* Work to complete *
Extract the full set of records that follows, word for word.

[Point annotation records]

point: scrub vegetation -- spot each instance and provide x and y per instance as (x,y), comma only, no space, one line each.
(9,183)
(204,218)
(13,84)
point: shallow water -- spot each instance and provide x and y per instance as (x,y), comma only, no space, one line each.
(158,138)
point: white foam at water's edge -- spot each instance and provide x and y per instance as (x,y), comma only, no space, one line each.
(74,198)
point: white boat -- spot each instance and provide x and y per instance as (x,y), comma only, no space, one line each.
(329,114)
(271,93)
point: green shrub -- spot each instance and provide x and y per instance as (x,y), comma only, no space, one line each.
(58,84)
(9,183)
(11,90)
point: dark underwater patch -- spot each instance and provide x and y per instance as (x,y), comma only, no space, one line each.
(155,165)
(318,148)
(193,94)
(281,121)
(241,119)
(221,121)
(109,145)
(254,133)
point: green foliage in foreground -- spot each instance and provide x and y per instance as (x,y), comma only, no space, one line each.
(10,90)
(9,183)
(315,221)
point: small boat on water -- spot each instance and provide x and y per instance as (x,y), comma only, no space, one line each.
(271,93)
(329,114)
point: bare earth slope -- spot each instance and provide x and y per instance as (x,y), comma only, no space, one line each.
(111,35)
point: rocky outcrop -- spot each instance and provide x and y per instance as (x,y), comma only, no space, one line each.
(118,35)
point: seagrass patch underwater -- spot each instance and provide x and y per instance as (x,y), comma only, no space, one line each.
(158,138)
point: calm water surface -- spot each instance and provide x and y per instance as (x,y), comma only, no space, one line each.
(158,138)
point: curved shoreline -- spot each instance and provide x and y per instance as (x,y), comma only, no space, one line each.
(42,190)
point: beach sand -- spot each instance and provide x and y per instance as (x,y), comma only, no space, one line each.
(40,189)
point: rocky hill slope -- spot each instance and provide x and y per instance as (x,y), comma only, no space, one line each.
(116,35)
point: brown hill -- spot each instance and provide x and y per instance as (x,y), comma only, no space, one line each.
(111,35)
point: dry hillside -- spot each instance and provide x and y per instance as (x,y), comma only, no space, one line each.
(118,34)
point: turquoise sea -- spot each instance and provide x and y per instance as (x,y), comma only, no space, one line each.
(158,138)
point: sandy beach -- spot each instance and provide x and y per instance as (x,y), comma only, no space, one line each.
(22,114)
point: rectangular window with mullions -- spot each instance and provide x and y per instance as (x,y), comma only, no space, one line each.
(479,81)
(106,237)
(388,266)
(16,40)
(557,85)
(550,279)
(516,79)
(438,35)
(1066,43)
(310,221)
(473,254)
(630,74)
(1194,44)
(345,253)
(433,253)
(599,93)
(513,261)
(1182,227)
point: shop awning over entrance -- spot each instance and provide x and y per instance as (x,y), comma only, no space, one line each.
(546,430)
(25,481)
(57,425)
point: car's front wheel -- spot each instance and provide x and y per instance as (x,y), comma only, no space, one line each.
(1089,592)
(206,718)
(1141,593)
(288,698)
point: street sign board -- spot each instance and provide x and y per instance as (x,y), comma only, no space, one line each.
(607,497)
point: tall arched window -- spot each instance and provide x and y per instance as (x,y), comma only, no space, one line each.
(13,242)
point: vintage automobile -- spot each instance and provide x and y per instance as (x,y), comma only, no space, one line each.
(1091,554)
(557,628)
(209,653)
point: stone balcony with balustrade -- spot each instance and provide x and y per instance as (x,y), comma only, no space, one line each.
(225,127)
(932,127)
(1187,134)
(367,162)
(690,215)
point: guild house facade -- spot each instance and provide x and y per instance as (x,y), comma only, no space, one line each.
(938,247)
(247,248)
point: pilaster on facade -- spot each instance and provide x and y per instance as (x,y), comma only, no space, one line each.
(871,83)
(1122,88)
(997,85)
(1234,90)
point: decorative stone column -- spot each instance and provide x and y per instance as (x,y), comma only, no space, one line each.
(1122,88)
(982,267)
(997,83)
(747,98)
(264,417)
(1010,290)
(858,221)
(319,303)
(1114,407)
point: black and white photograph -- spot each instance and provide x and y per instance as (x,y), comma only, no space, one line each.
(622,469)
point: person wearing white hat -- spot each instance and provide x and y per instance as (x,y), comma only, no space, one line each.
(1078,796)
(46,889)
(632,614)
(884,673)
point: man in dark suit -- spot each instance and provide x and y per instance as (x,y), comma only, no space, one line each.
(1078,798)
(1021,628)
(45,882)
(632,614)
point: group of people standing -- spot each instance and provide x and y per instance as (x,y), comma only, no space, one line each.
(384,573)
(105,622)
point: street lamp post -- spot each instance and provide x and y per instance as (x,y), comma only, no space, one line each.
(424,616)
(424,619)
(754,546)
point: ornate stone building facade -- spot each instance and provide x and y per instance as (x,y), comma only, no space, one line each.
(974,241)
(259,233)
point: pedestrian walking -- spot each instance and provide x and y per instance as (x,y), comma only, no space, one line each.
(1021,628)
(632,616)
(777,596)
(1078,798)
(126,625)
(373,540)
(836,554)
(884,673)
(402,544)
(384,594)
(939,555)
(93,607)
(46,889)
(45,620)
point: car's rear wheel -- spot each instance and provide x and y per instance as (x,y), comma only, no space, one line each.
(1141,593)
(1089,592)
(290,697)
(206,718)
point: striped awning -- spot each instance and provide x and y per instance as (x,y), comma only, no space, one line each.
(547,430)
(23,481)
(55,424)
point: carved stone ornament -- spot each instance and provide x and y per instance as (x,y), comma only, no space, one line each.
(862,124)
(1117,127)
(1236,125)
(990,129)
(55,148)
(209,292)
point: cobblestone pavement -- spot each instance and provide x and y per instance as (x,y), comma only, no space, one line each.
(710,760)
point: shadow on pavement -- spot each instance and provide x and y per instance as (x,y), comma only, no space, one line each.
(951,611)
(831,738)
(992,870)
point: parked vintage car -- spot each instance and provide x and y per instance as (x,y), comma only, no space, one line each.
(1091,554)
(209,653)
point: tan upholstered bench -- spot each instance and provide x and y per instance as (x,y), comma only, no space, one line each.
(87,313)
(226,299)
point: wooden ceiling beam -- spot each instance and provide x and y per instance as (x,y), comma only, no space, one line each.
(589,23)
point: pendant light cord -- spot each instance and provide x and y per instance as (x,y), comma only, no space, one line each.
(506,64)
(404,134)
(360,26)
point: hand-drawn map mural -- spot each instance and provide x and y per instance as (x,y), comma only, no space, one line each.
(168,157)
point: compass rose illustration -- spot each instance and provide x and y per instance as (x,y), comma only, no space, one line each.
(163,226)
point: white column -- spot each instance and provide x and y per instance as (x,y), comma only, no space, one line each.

* Task solution *
point: scrub vegetation -- spot each instance and provide x and y per instance as (x,y), comma only, no space, one line each.
(9,183)
(204,218)
(13,84)
point: shallow water -- spot each instance and provide x and y per instance as (x,y), comma only, no space, one line each.
(158,138)
point: white foam at water's edge -- spot each instance and provide x and y per instance as (x,y), comma only, no space, one line each.
(74,198)
point: white boat -- spot each instance and provide x and y per instance as (x,y), comma only, no space, one line each.
(329,114)
(271,93)
point: green shrub -- spot each instance and provide x and y per instance as (x,y), comma only, no space, one line each.
(58,84)
(9,183)
(11,90)
point: dark underwater patch -- spot each instance and provide x and y per instance as (x,y), comma only, no space, one line each.
(155,165)
(318,148)
(193,94)
(281,121)
(241,119)
(221,121)
(109,145)
(254,133)
point: green foliage in foreground -- spot each instance and provide x and y per instance as (x,y), comma only, no space, one line each.
(10,90)
(9,183)
(315,221)
point: small boat on water -- spot each instance and provide x and y per instance as (x,y), comma only, no space, one line each.
(271,93)
(329,114)
point: bare earth slope -- spot each instance and provide x and y per instance as (x,y), comma only, no space, one line each.
(111,35)
point: rocky outcrop -- spot each instance and provide x and y per instance as (x,y), comma only, no space, one line each.
(118,35)
point: seagrass patch underwater -- spot each instance and provide x and y per instance as (x,y), comma only, no space, one line each.
(158,138)
point: calm water surface -- spot each instance and provide x and y per instance as (x,y), comma only, no space, one line each.
(158,138)
point: curved shoreline -- spot each instance and provide x and y per instance as (x,y), comma only, no space, one line each.
(42,190)
point: beach sand -- spot each instance and provide x and y per instance as (x,y), comma only, no space, one line each.
(40,189)
point: rocky hill slope -- spot each instance and provide x and y per instance as (x,y), comma only, no space, one line each.
(116,35)
point: brown hill -- spot each instance and provide x and y per instance as (x,y), comma only, no space, one line each.
(111,35)
point: dry hillside -- spot each instance and provide x and y per instance as (x,y), comma only, no space, one line each.
(118,34)
point: turquoise sea -- spot each instance and provide x and y per instance as (x,y), comma only, no space, one line each.
(158,138)
point: sandy beach -- spot each instance and provide x and y per instance as (x,y), comma only, no space, one line each.
(22,114)
point: rectangular window with mullions -- spot each instance and provide x and y per instance as (x,y), comma only, no space, one line each.
(479,81)
(106,237)
(388,266)
(16,40)
(557,85)
(550,279)
(516,79)
(438,35)
(1066,43)
(310,221)
(473,254)
(630,74)
(1194,44)
(345,253)
(433,253)
(599,93)
(513,261)
(1182,227)
point: shop awning over entrance -- spot each instance and provide x and y per instance as (x,y), comma only, no space, one line each.
(546,430)
(25,481)
(57,425)
point: car's front wheel -- spot each instance and provide x and y per instance as (x,y), comma only, no space, one line each.
(1089,592)
(206,718)
(1141,593)
(288,698)
point: street sign board -- spot each instance and provide x and y per instance as (x,y), comma only, no space, one line each.
(607,497)
point: tall arched window -- spot each instance and provide x and y per instance as (x,y), comma only, no space, one line each.
(13,242)
point: vintage automobile -- spot each instance and provide x and y per instance as (x,y), comma only, no space, one line each.
(1091,554)
(557,628)
(209,653)
point: stone balcony with balustrade -- spot each instance and provide x and y per instance as (x,y), comma only, no space, one line each.
(225,127)
(932,127)
(1187,134)
(367,162)
(690,215)
point: guild house facade -- spot each instance and provide x and y per instance as (x,y), comma only, no space, one line each.
(938,247)
(247,248)
point: pilaster on facade -- spot each instance and provide x and y per instance as (x,y), comma only, no space, one line each.
(871,83)
(1122,88)
(997,85)
(1234,90)
point: decorative stone column -- spot each instance and provide x and y per instance as (x,y), comma only, no space, one line each.
(1122,88)
(982,267)
(997,83)
(747,98)
(264,417)
(1010,290)
(858,221)
(319,303)
(1114,407)
point: black and white photograph -- spot each instance and provide x and y per instance as (x,y), comma only, no space, one line each.
(622,469)
point: person wearing white hat -- spot each instance and provide x and y per instance as (x,y), comma only, no space, one line each.
(1078,796)
(46,889)
(632,614)
(884,673)
point: man in dark suit -- spot each instance and provide x and y per instance as (x,y), comma only, no space, one line each.
(1078,798)
(1021,628)
(45,882)
(632,614)
point: group of people standing -- spot each instance and provide x and y per instance as (x,y), comma only, no space, one line each.
(384,573)
(105,622)
point: street lamp post -- spot each instance and provide x and y per instance as (x,y), comma only, no space, one line each.
(424,616)
(424,619)
(754,546)
point: ornate stone building facade -- spot each instance and provide x and y per instance as (x,y), comma only, no space, one line each.
(974,241)
(259,233)
point: pedestrian walking -- spot each instance and provide x and y per instance as (x,y), comma only, no space, one line each.
(1021,628)
(632,616)
(777,596)
(1078,798)
(126,625)
(373,540)
(836,554)
(884,673)
(402,544)
(384,594)
(939,555)
(93,607)
(46,889)
(45,620)
point: car's rear wheel -- spot each instance and provide x and y per instance as (x,y), comma only, no space, one line each.
(1141,593)
(1089,592)
(290,697)
(206,718)
point: striped awning -- spot each instance and provide x and y per instance as (x,y), comma only, no space, one line each.
(547,430)
(23,481)
(55,424)
point: carved stone ornament -- spot each instance and provide x and y per instance as (x,y), comma only, no space, one line each.
(862,124)
(1117,127)
(1236,125)
(990,129)
(55,148)
(209,292)
point: cobblestone pavement -- spot each instance and provide x and y per instance as (x,y), comma only, no space, one line each.
(710,760)
point: shadow on pavement -- spot each instance and provide x and y per instance as (x,y), comma only, no space, one line each.
(951,611)
(831,738)
(992,870)
point: parked vintage car -- spot each instance and provide x and y per instance as (x,y), comma only, no space, one line each.
(1091,554)
(209,653)
point: tan upholstered bench -- spot each instance and provide x and y per instance as (x,y), comma only, no space, one line each.
(87,313)
(226,299)
point: wooden ceiling beam -- spot each instance and provide x and y per instance as (x,y), comma only, no space, one line each.
(589,23)
point: pendant light cord -- spot each instance and provide x and y per instance as (x,y), comma only, no space, one line each.
(506,64)
(404,134)
(360,26)
point: hand-drawn map mural -- spot each instance and provide x and y per instance as (x,y), comma only, no space, one line each.
(168,157)
point: compass rose illustration -- spot each instance and provide x and y per instance as (x,y), comma only, no space, one line each.
(163,226)
point: white column -- spot each instance and provide x and y per instance as (x,y), comma only, no space, one line each.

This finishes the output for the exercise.